# Task description
In the entries below, which lines run from the one containing "box: [440, 0, 500, 447]" to the one containing "negative clicks: (313, 157)"? Copy exactly those lines, ends included, and no others.

# Input data
◆ ◆ ◆ ◆

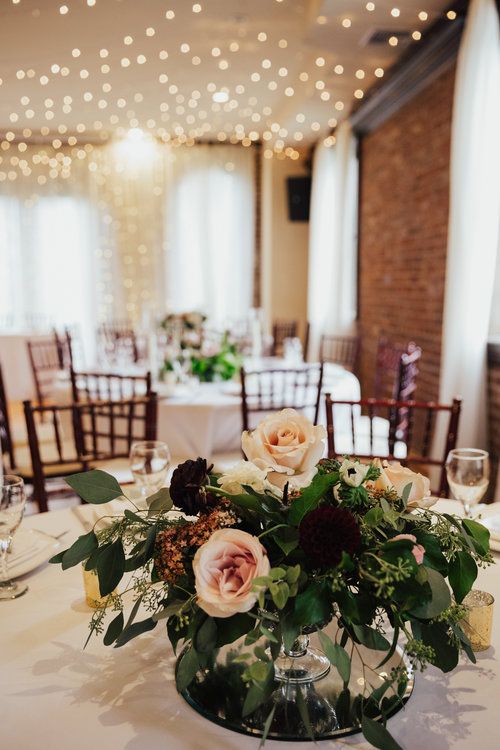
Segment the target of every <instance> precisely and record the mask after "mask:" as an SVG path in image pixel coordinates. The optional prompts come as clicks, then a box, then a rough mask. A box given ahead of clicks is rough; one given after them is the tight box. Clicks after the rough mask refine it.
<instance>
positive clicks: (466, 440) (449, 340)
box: [440, 0, 500, 447]
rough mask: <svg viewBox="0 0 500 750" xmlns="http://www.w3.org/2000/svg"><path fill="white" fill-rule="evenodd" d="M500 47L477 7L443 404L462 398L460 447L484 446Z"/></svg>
mask: <svg viewBox="0 0 500 750" xmlns="http://www.w3.org/2000/svg"><path fill="white" fill-rule="evenodd" d="M499 92H500V40H499V26H498V14H497V11H496V8H495V3H494V0H473V2H472V3H471V5H470V8H469V13H468V17H467V21H466V26H465V31H464V35H463V38H462V43H461V47H460V53H459V58H458V68H457V74H456V82H455V99H454V110H453V123H452V150H451V193H450V218H449V231H448V256H447V268H446V290H445V307H444V323H443V344H442V356H441V387H440V398H441V401H443V402H449V401H451V399H452V398H453V396H455V395H457V394H458V395H462V396H463V399H464V401H463V410H462V418H461V427H460V434H459V438H458V439H459V445H464V446H465V445H467V446H475V447H485V443H486V426H487V425H486V421H487V420H486V343H487V337H488V325H489V318H490V310H491V302H492V294H493V280H494V273H495V263H496V253H497V248H498V230H499V195H500V164H499V149H498V128H499V123H500V111H499Z"/></svg>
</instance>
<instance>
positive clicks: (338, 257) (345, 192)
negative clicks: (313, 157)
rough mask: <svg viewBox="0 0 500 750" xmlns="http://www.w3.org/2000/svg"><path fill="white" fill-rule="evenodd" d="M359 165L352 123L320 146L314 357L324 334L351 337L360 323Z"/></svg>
mask: <svg viewBox="0 0 500 750" xmlns="http://www.w3.org/2000/svg"><path fill="white" fill-rule="evenodd" d="M357 202H358V160H357V156H356V139H355V137H354V136H353V134H352V130H351V127H350V124H349V123H348V122H346V123H343V124H342V125H341V126H340V128H339V130H338V132H337V139H336V143H335V146H333V147H327V146H325V145H324V144H323V142H321V143H319V144H318V145H317V146H316V149H315V152H314V160H313V178H312V190H311V212H310V221H309V227H310V228H309V286H308V318H309V323H310V326H311V328H310V353H311V354H310V356H311V358H312V359H316V358H317V357H318V353H319V342H320V338H321V335H322V334H348V333H351V332H352V330H353V327H354V321H355V319H356V266H357V250H356V244H357Z"/></svg>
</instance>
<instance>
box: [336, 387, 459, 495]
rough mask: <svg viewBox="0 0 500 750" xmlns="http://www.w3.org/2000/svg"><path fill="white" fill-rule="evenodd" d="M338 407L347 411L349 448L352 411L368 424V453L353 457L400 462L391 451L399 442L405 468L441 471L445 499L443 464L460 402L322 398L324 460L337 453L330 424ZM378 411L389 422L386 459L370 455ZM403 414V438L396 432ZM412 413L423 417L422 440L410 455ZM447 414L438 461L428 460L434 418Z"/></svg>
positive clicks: (401, 434)
mask: <svg viewBox="0 0 500 750" xmlns="http://www.w3.org/2000/svg"><path fill="white" fill-rule="evenodd" d="M337 405H342V406H348V407H350V417H351V419H350V427H351V437H352V444H353V446H354V445H355V435H356V429H355V426H356V423H355V415H354V407H361V408H363V410H364V411H367V412H368V418H369V422H370V432H369V440H370V442H369V445H370V451H369V453H368V454H362V455H360V454H357V453H356V455H357V456H358V457H359V458H368V459H373V458H380V459H386V460H387V461H394V460H401V459H398V458H397V457H396V456H395V455H394V447H395V444H396V442H398V441H402V442H404V443H405V444H406V446H407V455H406V458H404V459H402V460H403V461H404V463H405V464H418V465H420V464H422V465H427V466H437V467H440V468H441V473H440V480H439V492H438V494H439V496H440V497H446V496H447V493H448V482H447V478H446V469H445V462H446V457H447V455H448V453H449V451H450V450H452V449H453V448H454V447H455V446H456V442H457V434H458V425H459V420H460V410H461V406H462V400H461V399H460V398H454V399H453V402H452V403H451V404H437V403H435V402H433V401H429V402H426V401H396V400H395V399H375V398H366V399H360V400H359V401H350V400H337V399H333V398H332V397H331V395H330V394H329V393H327V394H326V396H325V406H326V424H327V434H328V457H329V458H337V456H338V455H340V454H339V453H337V451H336V449H335V424H334V408H333V407H334V406H337ZM380 410H386V413H387V418H388V422H389V435H388V448H389V451H388V455H384V456H382V455H380V454H377V453H375V452H374V451H373V447H374V438H375V437H376V436H375V434H374V430H373V420H374V418H375V416H377V415H376V412H377V411H380ZM401 410H404V414H405V417H406V421H407V425H406V427H405V430H404V432H403V434H400V432H398V429H399V430H400V429H401V428H400V427H399V425H400V423H401V418H400V416H399V414H400V411H401ZM415 412H419V413H422V414H423V417H424V425H423V427H424V431H423V436H422V441H421V444H422V447H421V450H420V452H412V450H411V449H412V447H413V445H412V439H413V436H414V432H413V428H414V421H415ZM441 412H444V413H446V412H447V413H449V421H448V428H447V431H446V438H445V445H444V450H443V452H442V454H441V456H440V458H432V457H431V456H430V451H431V447H432V445H431V444H432V431H433V426H434V424H435V420H436V417H437V415H438V414H439V413H441Z"/></svg>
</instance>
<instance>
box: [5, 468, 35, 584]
mask: <svg viewBox="0 0 500 750" xmlns="http://www.w3.org/2000/svg"><path fill="white" fill-rule="evenodd" d="M25 504H26V493H25V491H24V482H23V480H22V479H21V477H15V476H12V475H9V474H6V475H5V476H3V477H2V476H0V599H17V597H18V596H22V594H25V593H26V591H27V590H28V587H27V585H26V584H25V583H16V582H14V581H11V580H10V579H9V571H8V550H9V547H10V543H11V541H12V537H13V536H14V534H15V532H16V530H17V528H18V527H19V524H20V523H21V519H22V517H23V513H24V506H25Z"/></svg>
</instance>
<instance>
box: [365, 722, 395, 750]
mask: <svg viewBox="0 0 500 750" xmlns="http://www.w3.org/2000/svg"><path fill="white" fill-rule="evenodd" d="M361 730H362V732H363V736H364V738H365V739H366V740H367V742H369V743H370V744H371V745H373V747H377V748H379V750H402V747H401V745H398V743H397V742H396V740H395V739H394V738H393V737H392V735H391V734H390V733H389V732H388V730H387V728H386V727H384V726H383V725H382V724H380V722H378V721H374V720H373V719H370V718H369V717H368V716H363V718H362V720H361Z"/></svg>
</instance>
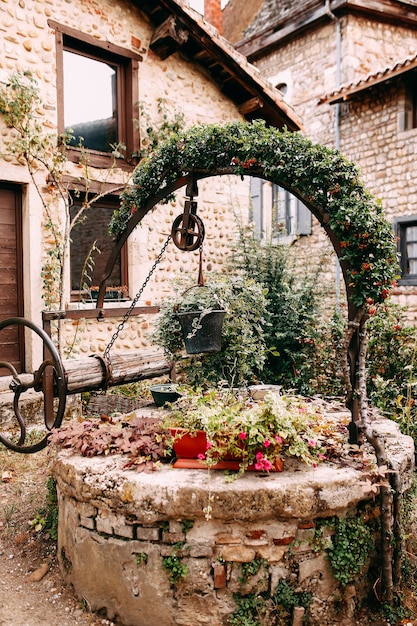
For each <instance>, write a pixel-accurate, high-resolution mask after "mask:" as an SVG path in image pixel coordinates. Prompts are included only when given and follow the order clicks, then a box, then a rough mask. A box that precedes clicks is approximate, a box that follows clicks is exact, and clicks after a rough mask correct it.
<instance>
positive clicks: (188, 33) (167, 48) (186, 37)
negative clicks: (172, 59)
mask: <svg viewBox="0 0 417 626" xmlns="http://www.w3.org/2000/svg"><path fill="white" fill-rule="evenodd" d="M188 36H189V33H188V31H187V30H185V28H182V27H181V26H179V25H178V23H177V20H176V19H175V17H174V16H173V15H171V16H170V17H169V18H168V19H167V20H165V22H163V23H162V24H161V25H160V26H158V28H156V29H155V31H154V33H153V35H152V39H151V43H150V44H149V47H150V49H151V50H152V52H154V53H155V54H157V55H158V56H159V57H160V58H161V59H166V58H168V57H169V56H170V55H171V54H173V53H174V52H176V50H178V48H180V47H181V46H182V45H183V44H184V43H186V42H187V41H188Z"/></svg>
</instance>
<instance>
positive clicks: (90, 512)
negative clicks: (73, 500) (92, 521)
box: [76, 502, 97, 517]
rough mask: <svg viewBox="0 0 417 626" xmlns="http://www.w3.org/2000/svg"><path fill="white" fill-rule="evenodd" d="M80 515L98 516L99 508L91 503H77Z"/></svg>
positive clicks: (89, 516) (83, 515)
mask: <svg viewBox="0 0 417 626" xmlns="http://www.w3.org/2000/svg"><path fill="white" fill-rule="evenodd" d="M76 506H77V509H78V513H79V514H80V516H82V517H94V516H95V515H97V508H96V507H95V506H93V505H92V504H90V503H89V502H77V505H76Z"/></svg>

◆ ◆ ◆ ◆

# Result of the task
box: [440, 0, 500, 447]
rough mask: <svg viewBox="0 0 500 750" xmlns="http://www.w3.org/2000/svg"><path fill="white" fill-rule="evenodd" d="M500 47L477 7L443 404L462 398L460 447L484 446Z"/></svg>
mask: <svg viewBox="0 0 500 750" xmlns="http://www.w3.org/2000/svg"><path fill="white" fill-rule="evenodd" d="M499 92H500V40H499V26H498V14H497V11H496V8H495V3H494V0H473V2H472V3H471V5H470V8H469V13H468V17H467V21H466V26H465V31H464V35H463V38H462V43H461V47H460V53H459V58H458V68H457V74H456V82H455V99H454V110H453V123H452V150H451V193H450V218H449V231H448V256H447V268H446V290H445V307H444V323H443V344H442V356H441V387H440V398H441V401H443V402H449V401H451V399H452V398H453V396H455V395H457V394H458V395H462V396H463V399H464V401H463V410H462V418H461V427H460V434H459V438H458V439H459V445H464V446H465V445H467V446H475V447H485V443H486V426H487V425H486V421H487V420H486V343H487V337H488V325H489V318H490V310H491V302H492V294H493V280H494V273H495V263H496V253H497V248H498V230H499V195H500V164H499V149H498V128H499V123H500V111H499Z"/></svg>
</instance>
<instance>
positive clicks: (338, 257) (345, 192)
negative clicks: (313, 157)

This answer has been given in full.